AS if bushfire victims haven’t been through enough, now the men who have suffered are being unfairly accused of a thought crime: contemplating domestic violence.
It was bad enough last year, when domestic violence activist Sherele Moody claimed that firefighters were coming home from battling bushfires to bash their partners.
Greens Senator Larissa Waters, who stood benignly alongside Moody when she maligned the honour of firefighters at a press conference, later apologised for the insult.
But it seems no lessons were learned.
On Sunday, the ABC went one better with a speculative story claiming that “a new bushfire crisis is emerging as experts brace for an imminent surge in domestic violence”.
An “imminent” surge, as in one that has not happened and probably will never occur.

- _RECORD EXCERPTS_:

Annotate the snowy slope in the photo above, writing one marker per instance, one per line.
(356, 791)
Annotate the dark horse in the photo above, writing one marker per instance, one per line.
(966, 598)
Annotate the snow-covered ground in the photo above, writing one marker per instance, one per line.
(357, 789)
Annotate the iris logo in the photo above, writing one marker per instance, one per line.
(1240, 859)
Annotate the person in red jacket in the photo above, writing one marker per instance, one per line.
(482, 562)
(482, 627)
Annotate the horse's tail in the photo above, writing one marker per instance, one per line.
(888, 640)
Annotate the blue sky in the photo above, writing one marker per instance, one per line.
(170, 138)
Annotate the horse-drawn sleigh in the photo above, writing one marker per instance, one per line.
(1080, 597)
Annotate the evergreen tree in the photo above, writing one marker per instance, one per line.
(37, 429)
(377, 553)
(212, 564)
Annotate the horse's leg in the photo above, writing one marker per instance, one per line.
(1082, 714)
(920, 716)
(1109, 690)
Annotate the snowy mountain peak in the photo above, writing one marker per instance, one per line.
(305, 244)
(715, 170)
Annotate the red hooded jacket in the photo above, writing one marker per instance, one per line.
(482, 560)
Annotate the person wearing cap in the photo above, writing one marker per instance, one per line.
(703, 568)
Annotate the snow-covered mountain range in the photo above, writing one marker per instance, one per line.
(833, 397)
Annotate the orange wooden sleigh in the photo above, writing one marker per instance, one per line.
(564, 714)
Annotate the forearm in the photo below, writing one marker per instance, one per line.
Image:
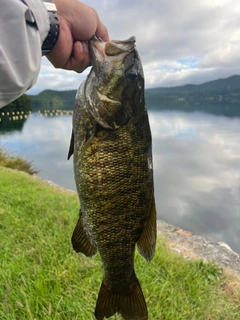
(23, 28)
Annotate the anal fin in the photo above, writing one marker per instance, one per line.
(130, 306)
(147, 241)
(80, 240)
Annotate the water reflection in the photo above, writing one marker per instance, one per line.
(197, 173)
(196, 163)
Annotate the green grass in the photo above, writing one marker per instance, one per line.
(42, 278)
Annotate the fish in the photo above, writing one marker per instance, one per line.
(111, 145)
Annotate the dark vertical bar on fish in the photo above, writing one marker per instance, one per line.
(111, 144)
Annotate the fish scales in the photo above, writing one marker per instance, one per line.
(114, 175)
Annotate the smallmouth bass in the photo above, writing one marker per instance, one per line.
(111, 145)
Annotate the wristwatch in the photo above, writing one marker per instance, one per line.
(53, 32)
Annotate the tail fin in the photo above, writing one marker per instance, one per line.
(130, 306)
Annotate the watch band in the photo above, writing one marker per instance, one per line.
(53, 32)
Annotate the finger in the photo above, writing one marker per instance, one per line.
(102, 32)
(80, 58)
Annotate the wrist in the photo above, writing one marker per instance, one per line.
(54, 29)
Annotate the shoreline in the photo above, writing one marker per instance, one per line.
(191, 246)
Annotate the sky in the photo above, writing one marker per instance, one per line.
(179, 41)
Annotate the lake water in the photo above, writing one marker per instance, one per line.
(196, 166)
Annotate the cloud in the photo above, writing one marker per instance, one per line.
(179, 41)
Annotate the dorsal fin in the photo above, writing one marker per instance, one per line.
(71, 147)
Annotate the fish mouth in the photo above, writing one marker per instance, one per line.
(100, 50)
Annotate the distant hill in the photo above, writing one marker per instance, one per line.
(52, 100)
(217, 92)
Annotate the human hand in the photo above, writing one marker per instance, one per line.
(78, 23)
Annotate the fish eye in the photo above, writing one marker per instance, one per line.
(132, 75)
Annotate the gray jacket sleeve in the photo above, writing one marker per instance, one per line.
(23, 27)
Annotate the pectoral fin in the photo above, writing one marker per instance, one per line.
(147, 242)
(80, 240)
(71, 147)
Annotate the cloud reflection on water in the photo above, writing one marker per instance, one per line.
(197, 174)
(196, 167)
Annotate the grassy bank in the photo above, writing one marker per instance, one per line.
(42, 278)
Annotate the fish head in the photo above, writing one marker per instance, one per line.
(115, 85)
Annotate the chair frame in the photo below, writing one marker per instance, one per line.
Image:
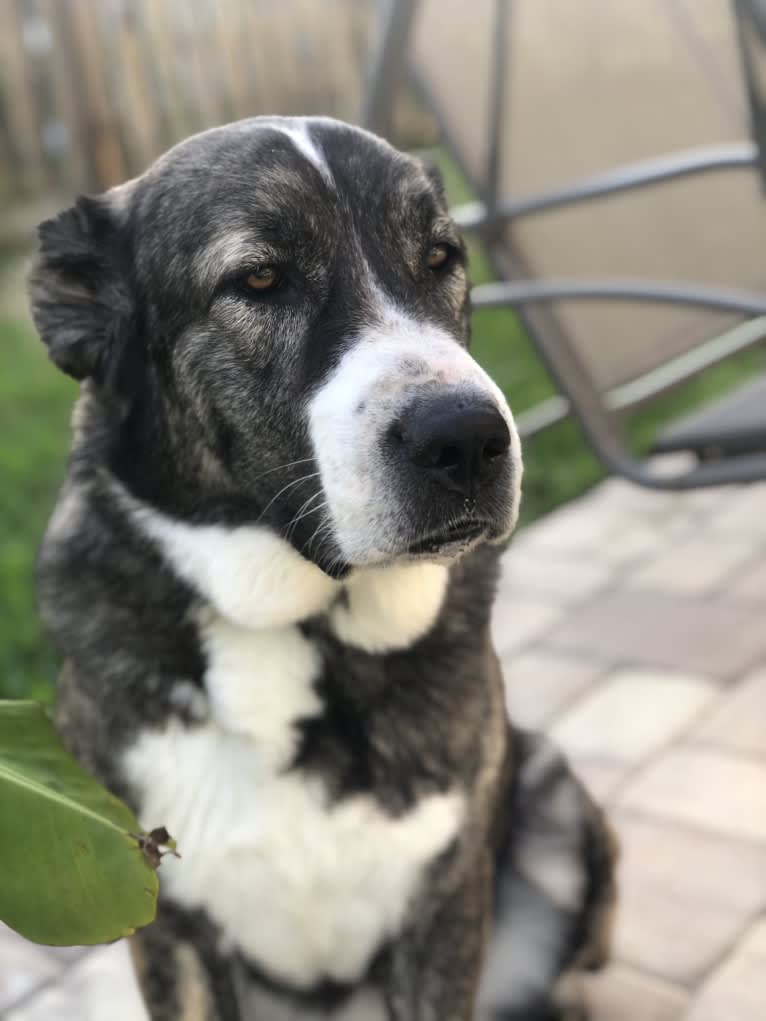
(531, 297)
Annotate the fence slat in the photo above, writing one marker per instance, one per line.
(91, 91)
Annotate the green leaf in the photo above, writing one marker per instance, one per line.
(73, 870)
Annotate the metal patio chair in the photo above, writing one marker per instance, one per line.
(531, 94)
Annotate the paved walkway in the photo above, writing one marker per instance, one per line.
(633, 628)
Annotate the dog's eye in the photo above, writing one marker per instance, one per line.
(264, 278)
(438, 255)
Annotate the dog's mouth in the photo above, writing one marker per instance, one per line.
(450, 540)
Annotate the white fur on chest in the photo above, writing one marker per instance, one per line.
(305, 888)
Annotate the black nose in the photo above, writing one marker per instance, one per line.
(460, 441)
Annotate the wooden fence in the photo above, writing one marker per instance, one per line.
(92, 90)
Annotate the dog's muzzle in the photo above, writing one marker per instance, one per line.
(458, 442)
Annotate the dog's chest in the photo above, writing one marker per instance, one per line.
(306, 888)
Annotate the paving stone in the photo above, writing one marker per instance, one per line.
(710, 637)
(539, 683)
(100, 986)
(24, 967)
(632, 714)
(519, 620)
(740, 720)
(736, 990)
(623, 993)
(691, 865)
(745, 515)
(670, 936)
(566, 578)
(695, 566)
(750, 586)
(706, 787)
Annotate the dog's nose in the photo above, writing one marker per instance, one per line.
(457, 440)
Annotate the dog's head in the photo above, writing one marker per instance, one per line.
(273, 322)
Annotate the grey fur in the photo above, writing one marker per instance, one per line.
(191, 403)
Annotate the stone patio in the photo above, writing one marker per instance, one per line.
(632, 627)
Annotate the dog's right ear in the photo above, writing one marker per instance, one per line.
(79, 289)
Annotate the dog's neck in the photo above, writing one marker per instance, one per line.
(254, 579)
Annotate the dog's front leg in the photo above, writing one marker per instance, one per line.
(435, 967)
(180, 973)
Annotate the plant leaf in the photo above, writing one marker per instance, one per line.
(72, 868)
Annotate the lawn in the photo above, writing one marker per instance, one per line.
(35, 406)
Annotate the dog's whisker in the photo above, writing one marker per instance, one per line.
(295, 482)
(283, 468)
(303, 513)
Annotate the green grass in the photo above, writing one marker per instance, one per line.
(35, 407)
(35, 404)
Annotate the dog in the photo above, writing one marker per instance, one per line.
(270, 574)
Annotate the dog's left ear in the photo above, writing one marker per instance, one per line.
(80, 291)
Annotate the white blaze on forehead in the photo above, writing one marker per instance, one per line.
(297, 131)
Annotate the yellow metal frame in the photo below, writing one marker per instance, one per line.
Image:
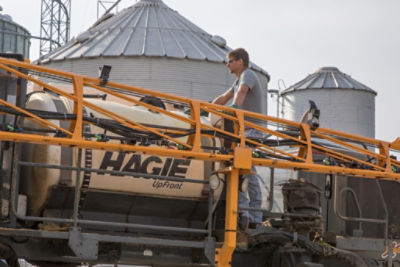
(241, 158)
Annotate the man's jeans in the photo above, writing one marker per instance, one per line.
(253, 200)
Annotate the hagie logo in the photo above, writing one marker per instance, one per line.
(149, 165)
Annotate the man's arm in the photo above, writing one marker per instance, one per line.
(241, 95)
(224, 98)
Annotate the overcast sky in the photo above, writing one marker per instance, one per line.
(288, 38)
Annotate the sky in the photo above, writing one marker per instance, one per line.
(288, 38)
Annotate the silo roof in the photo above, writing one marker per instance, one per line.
(147, 28)
(329, 78)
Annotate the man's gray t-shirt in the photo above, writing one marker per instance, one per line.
(254, 98)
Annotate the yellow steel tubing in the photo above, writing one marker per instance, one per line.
(306, 151)
(48, 140)
(265, 147)
(43, 84)
(274, 133)
(350, 136)
(194, 139)
(78, 107)
(341, 155)
(326, 169)
(33, 117)
(345, 144)
(223, 255)
(384, 151)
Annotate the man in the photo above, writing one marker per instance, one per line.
(247, 94)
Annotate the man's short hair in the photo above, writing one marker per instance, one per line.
(240, 53)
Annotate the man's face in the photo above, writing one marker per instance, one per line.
(233, 64)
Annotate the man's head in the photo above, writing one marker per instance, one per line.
(238, 60)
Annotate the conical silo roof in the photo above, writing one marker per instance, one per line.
(328, 78)
(147, 28)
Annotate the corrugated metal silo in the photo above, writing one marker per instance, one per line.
(346, 104)
(13, 37)
(150, 45)
(349, 106)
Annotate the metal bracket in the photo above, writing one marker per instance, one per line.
(209, 249)
(84, 248)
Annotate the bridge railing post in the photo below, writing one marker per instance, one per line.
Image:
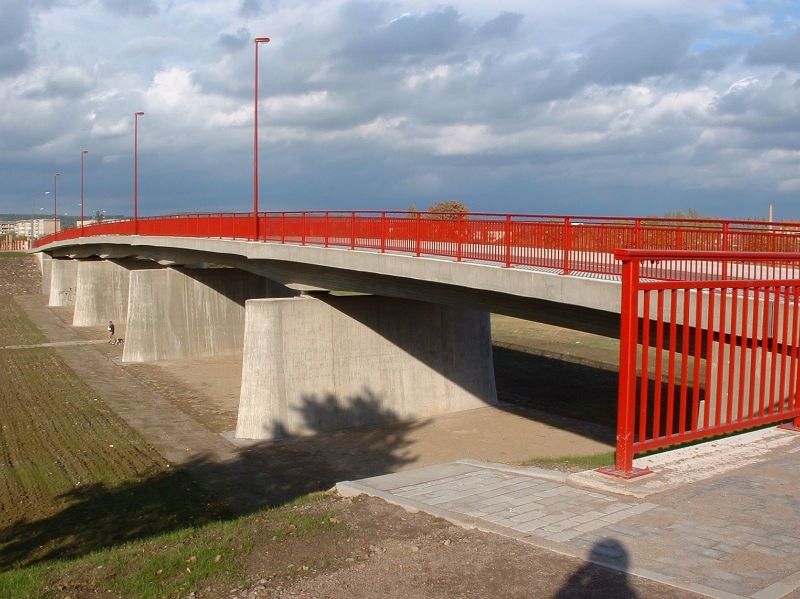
(725, 245)
(419, 232)
(507, 238)
(628, 346)
(383, 232)
(459, 234)
(629, 320)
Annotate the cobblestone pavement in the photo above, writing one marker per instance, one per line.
(730, 531)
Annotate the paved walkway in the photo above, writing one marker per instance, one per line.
(720, 519)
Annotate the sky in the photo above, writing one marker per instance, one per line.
(567, 107)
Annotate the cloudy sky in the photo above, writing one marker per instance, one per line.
(607, 107)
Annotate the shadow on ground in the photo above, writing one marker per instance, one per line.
(263, 474)
(582, 391)
(596, 581)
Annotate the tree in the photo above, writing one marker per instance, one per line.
(448, 209)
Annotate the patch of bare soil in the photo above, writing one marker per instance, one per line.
(21, 276)
(389, 553)
(207, 390)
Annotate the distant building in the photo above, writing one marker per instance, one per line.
(30, 229)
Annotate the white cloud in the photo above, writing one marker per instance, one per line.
(663, 99)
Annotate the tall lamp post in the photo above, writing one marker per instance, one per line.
(55, 203)
(83, 153)
(136, 116)
(258, 40)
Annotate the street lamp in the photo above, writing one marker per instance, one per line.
(33, 215)
(83, 153)
(258, 40)
(136, 116)
(55, 203)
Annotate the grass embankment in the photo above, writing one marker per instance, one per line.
(278, 544)
(74, 478)
(88, 508)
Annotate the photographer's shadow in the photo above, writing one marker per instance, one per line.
(605, 576)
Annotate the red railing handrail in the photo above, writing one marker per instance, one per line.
(566, 244)
(734, 325)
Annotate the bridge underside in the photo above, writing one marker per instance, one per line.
(311, 363)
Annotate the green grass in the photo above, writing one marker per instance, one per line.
(572, 463)
(174, 564)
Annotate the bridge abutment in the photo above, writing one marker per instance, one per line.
(179, 313)
(63, 282)
(46, 267)
(324, 363)
(102, 290)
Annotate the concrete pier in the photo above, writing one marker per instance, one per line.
(326, 363)
(102, 290)
(46, 266)
(63, 282)
(186, 313)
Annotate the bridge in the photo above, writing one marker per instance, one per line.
(384, 316)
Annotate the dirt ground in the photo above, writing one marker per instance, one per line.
(389, 552)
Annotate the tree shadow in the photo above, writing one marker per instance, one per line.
(204, 489)
(376, 442)
(606, 574)
(99, 516)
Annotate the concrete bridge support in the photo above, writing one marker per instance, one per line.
(46, 267)
(325, 363)
(63, 282)
(178, 313)
(102, 290)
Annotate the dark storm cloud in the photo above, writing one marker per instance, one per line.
(504, 25)
(777, 50)
(250, 8)
(15, 27)
(135, 8)
(632, 51)
(233, 42)
(409, 36)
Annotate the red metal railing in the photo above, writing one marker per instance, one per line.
(564, 244)
(13, 245)
(713, 353)
(709, 321)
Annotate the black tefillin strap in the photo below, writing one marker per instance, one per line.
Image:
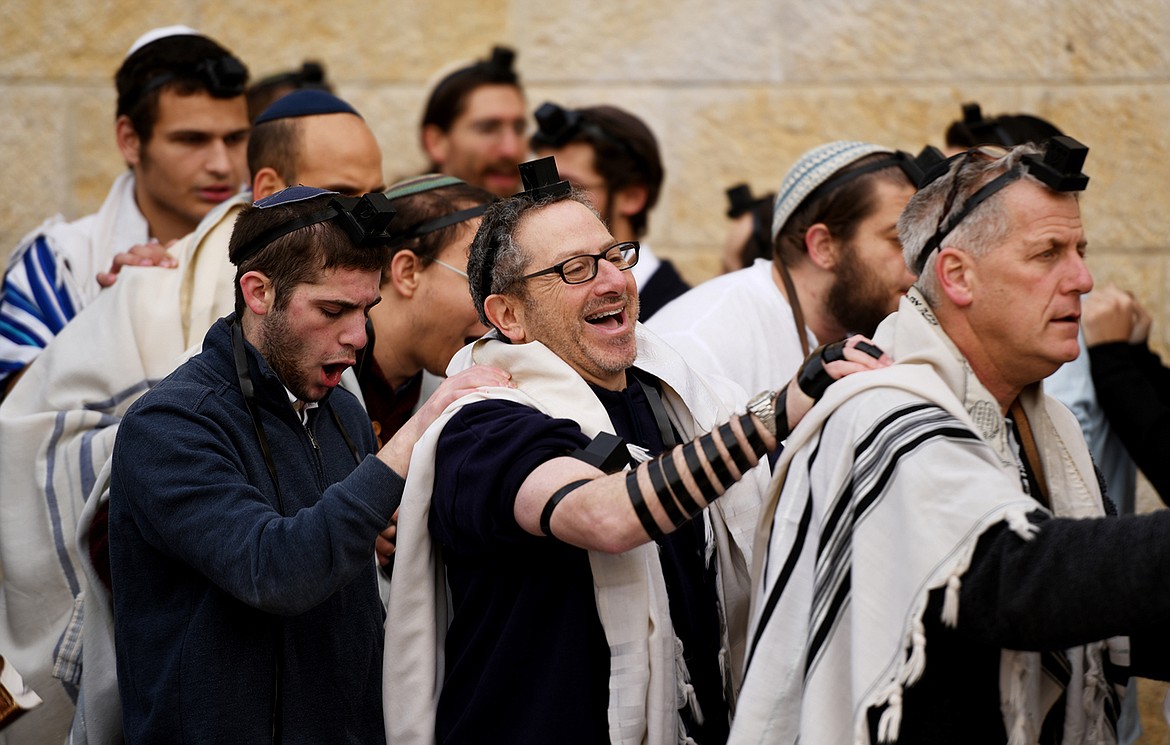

- _TASK SET_:
[1] In the bushfire piece, which Greens Senator later apologized for the insult to firefighters?
[2] Rewrite the part of the bushfire piece that begins at the words "It was bad enough" and stops after "will never occur.", changing every "firefighters" to "fire crews".

- _OUTPUTS FOR THE TASKS_:
[1] Larissa Waters

[2]
It was bad enough last year, when domestic violence activist Sherele Moody claimed that fire crews were coming home from battling bushfires to bash their partners.
Greens Senator Larissa Waters, who stood benignly alongside Moody when she maligned the honour of fire crews at a press conference, later apologised for the insult.
But it seems no lessons were learned.
On Sunday, the ABC went one better with a speculative story claiming that “a new bushfire crisis is emerging as experts brace for an imminent surge in domestic violence”.
An “imminent” surge, as in one that has not happened and probably will never occur.